=== DAFTAR TUGAS ===
(a) Jawablah pertanyaan berikut berdasarkan teks tentang rukhshah.
(i) Apa arti kata رخص secara bahasa?
(ii) Dalam kitab apa Imam Al-Ghazali menyebut rukhshah sebagai izin dari syariat?
(iii) Menurut teks, syariat hadir bukan untuk memberatkan, tetapi untuk apa?
(b) Lanjutkan teks tentang rukhshah mulai dari kalimat terakhirnya.
━━━ KUTIPAN TEKS
Rukhshah dalam Ushul Fiqh: Prinsip Kemudahan dalam Syariat
TATSQIF ONLINE – Rukhshah (الرخصة) adalah konsep penting dalam ushul fiqh yang menunjukkan kelenturan hukum Islam dalam menghadapi kondisi tertentu. Islam sebagai agama yang rahmatan lil ‘alamin memberikan kemudahan dan fleksibilitas dalam situasi khusus, agar umat tetap bisa menjalankan ajaran agama tanpa terbebani.
Islam, melalui konsep rukhshah, mempermudah umat dalam menjalankan syariat meskipun dalam kondisi sulit. Syariat hadir bukan untuk memberatkan, tetapi untuk memberikan kemudahan bagi hamba-hamba Allah SWT.
Pengertian Rukhshah
Rukhshah secara bahasa berasal dari kata رخص yang berarti keringanan atau kemudahan. Dalam terminologi ushul fiqh, rukhshah berarti perubahan hukum dari yang asalnya berat menjadi ringan karena adanya kondisi tertentu yang menyulitkan.
Imam Al-Ghazali dalam Al-Mustashfa, menyebut rukhshah sebagai izin dari syariat untuk melakukan sesuatu yang haram dalam kondisi normal, ketika ada kebutuhan mendesak. Misalnya, seseorang yang sakit boleh tidak berpuasa dan musafir boleh meng-qashar shalat.
━━━━━━
━━━ DATA YANG TERSEDIA
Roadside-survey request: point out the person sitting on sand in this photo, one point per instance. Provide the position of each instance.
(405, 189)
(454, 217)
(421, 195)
━━━━━━
=== JAWABAN TIAP TUGAS ===
(a)
(i) Keringanan atau kemudahan.
(ii) Al-Mustashfa.
(iii) Untuk memberikan kemudahan bagi hamba-hamba Allah SWT.

(b)
Dasar-dasar Rukhshah dalam Al-Qur’an
Rukhshah memiliki landasan kuat dalam Al-Qur’an yang menunjukkan bahwa Allah menghendaki kemudahan bagi umat-Nya, bukan kesulitan. Berikut adalah beberapa ayat Al-Qur’an yang menjadi dasar konsep rukhshah:
1. Surah Al-Baqarah ayat 185:
يُرِيدُ ٱللَّهُ بِكُمُ ٱلْيُسْرَ وَلَا يُرِيدُ بِكُمُ ٱلْعُسْرَ
Artinya: “Allah menghendaki kemudahan bagimu dan tidak menghendaki kesukaran bagimu.”
Ayat ini diturunkan berkaitan dengan kewajiban puasa, di mana Allah memberikan keringanan kepada orang yang sedang sakit atau dalam perjalanan untuk berbuka dan menggantinya di hari lain. Ini menunjukkan bahwa Islam memberikan fleksibilitas dalam pelaksanaan ibadah saat kondisi yang menyulitkan.
2. Surah Al-Hajj ayat 78:
وَمَا جَعَلَ عَلَيْكُمْ فِي الدِّينِ مِنْ حَرَجٍ
Artinya: “Dia tidak menjadikan kesukaran untukmu dalam agama.”
Ayat ini menegaskan bahwa Allah SWT tidak menghendaki kesulitan dalam menjalankan agama. Ini merupakan prinsip utama bahwa agama Islam dirancang untuk menjadi rahmat bagi umat manusia, bukan untuk membebani mereka.
3. Surah An-Nisa ayat 28:
يُرِيدُ ٱللَّهُ أَن يُخَفِّفَ عَنكُمْ وَخُلِقَ ٱلْإِنسَٰنُ ضَعِيفًا
Artinya: “Allah hendak memberikan keringanan kepadamu, dan manusia dijadikan bersifat lemah.”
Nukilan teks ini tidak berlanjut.